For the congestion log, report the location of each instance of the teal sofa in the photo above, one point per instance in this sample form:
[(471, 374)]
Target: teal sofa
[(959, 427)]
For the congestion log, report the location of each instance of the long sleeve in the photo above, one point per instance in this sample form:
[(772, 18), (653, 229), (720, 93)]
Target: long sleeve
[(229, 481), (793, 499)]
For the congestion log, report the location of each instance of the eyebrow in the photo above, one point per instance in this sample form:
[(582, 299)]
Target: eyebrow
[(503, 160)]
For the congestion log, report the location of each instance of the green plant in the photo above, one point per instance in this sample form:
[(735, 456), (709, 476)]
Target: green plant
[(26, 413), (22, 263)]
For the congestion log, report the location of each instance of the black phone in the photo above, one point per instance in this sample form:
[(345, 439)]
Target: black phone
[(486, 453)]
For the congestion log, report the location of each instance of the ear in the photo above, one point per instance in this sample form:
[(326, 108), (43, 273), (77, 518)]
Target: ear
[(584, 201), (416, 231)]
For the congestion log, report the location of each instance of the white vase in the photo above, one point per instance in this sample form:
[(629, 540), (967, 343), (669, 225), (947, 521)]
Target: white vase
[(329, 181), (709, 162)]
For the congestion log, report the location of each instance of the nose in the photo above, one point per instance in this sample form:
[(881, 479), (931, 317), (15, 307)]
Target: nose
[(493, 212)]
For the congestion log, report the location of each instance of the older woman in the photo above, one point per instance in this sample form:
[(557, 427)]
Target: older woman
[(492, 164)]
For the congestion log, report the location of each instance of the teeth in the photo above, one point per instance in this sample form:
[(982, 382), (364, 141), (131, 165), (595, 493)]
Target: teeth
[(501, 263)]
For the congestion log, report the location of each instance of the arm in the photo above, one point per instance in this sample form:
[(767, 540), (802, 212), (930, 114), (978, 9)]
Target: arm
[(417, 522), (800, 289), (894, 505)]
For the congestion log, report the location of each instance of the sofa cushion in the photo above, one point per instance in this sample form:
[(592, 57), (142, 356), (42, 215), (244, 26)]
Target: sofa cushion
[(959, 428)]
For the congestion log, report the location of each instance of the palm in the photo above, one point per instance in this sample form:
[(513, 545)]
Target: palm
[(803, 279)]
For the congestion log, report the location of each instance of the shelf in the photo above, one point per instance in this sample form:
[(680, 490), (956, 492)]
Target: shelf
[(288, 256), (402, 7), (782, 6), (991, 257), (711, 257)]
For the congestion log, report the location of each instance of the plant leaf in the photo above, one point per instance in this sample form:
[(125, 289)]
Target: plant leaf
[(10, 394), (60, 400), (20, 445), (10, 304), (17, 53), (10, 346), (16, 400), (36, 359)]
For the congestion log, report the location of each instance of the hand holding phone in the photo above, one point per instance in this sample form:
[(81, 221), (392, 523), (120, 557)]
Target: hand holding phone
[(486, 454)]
━━━━━━
■ What you will do ■
From the records above, extract every entry verbatim.

■ Response for this exercise ■
For the congestion log, report the location of each instance of the teal sofa in the photo above, one point per instance in this sample form:
[(471, 374)]
Target: teal sofa
[(959, 427)]
For the congestion log, report the location of each instance of the long sleeve in the photo above, one point per instance in this sample form:
[(772, 18), (653, 229), (720, 93)]
Target: long sleeve
[(229, 481), (793, 499)]
For the congestion log, report the location of each instance of the eyebrow in the photo above, one point per instance in this sample form:
[(582, 299)]
Target: eyebrow
[(503, 160)]
For the congestion log, report the location of each instance of the green plant in the photo above, one point per instance in this sample form:
[(735, 456), (709, 476)]
Target: green plant
[(26, 413), (22, 263)]
For the congestion log, report the location of each instance of the black phone in the photo above, one point per instance in this sample form:
[(345, 439)]
Target: black phone
[(486, 453)]
For the congestion log, report the location of each instance of the ear in the photo above, one point per instance in this sample form:
[(326, 108), (43, 273), (77, 518)]
Target: ear
[(584, 201), (416, 231)]
For the congestion log, report the location of each instance of the white vase in the photo above, one point per instance in this sample form:
[(629, 540), (967, 343), (669, 225), (947, 521)]
Target: white vase
[(329, 181), (709, 162)]
For the congestion log, report the location of each instance of the nose in the photo above, one point per instance in this sample form:
[(881, 479), (931, 317), (15, 307)]
Target: nose
[(493, 212)]
For the congestion log, report the location of each instance of the older woman in the photo above, one point per instance in this sample form:
[(557, 427)]
Target: older woman
[(492, 164)]
For the congestion log, report the location of each instance of the teeth in the photo above, one point per instance in this sample form:
[(982, 382), (364, 141), (131, 165), (595, 493)]
Target: teeth
[(501, 263)]
For the congestion log, report the location of each instance of the arm in the photo above, one point per instance in this sample form:
[(767, 540), (802, 212), (930, 114), (978, 9)]
Target: arm
[(417, 522), (800, 289), (894, 505)]
For the congestion log, report the location of each instance of the sofa cushion in the photo above, one point per instance in this sample form:
[(592, 57), (142, 356), (42, 215), (244, 26)]
Target: sofa cushion
[(959, 428)]
For the congestion log, report the location of each instance of the palm in the photo above, one point per instance in this sample form:
[(513, 545)]
Target: palm
[(803, 279)]
For the congestion log, report the location of each instance of the shelf in the photo above, one point per instance in this sample form:
[(680, 490), (956, 492)]
Target: shelf
[(288, 256), (402, 7), (782, 6), (991, 257), (711, 257)]
For the congestion log, report the location of each instance of the plant leaf in the photo above, one point per instance in this sample form:
[(125, 289)]
Target: plant leaf
[(10, 394), (60, 400), (20, 445), (10, 304), (17, 53), (10, 346), (16, 400), (36, 359)]
For the congestion log, report the location of each instance of the hand holding phone in the photo above, one point per instance in this sample form:
[(81, 221), (392, 523), (120, 557)]
Target: hand holding phone
[(486, 454)]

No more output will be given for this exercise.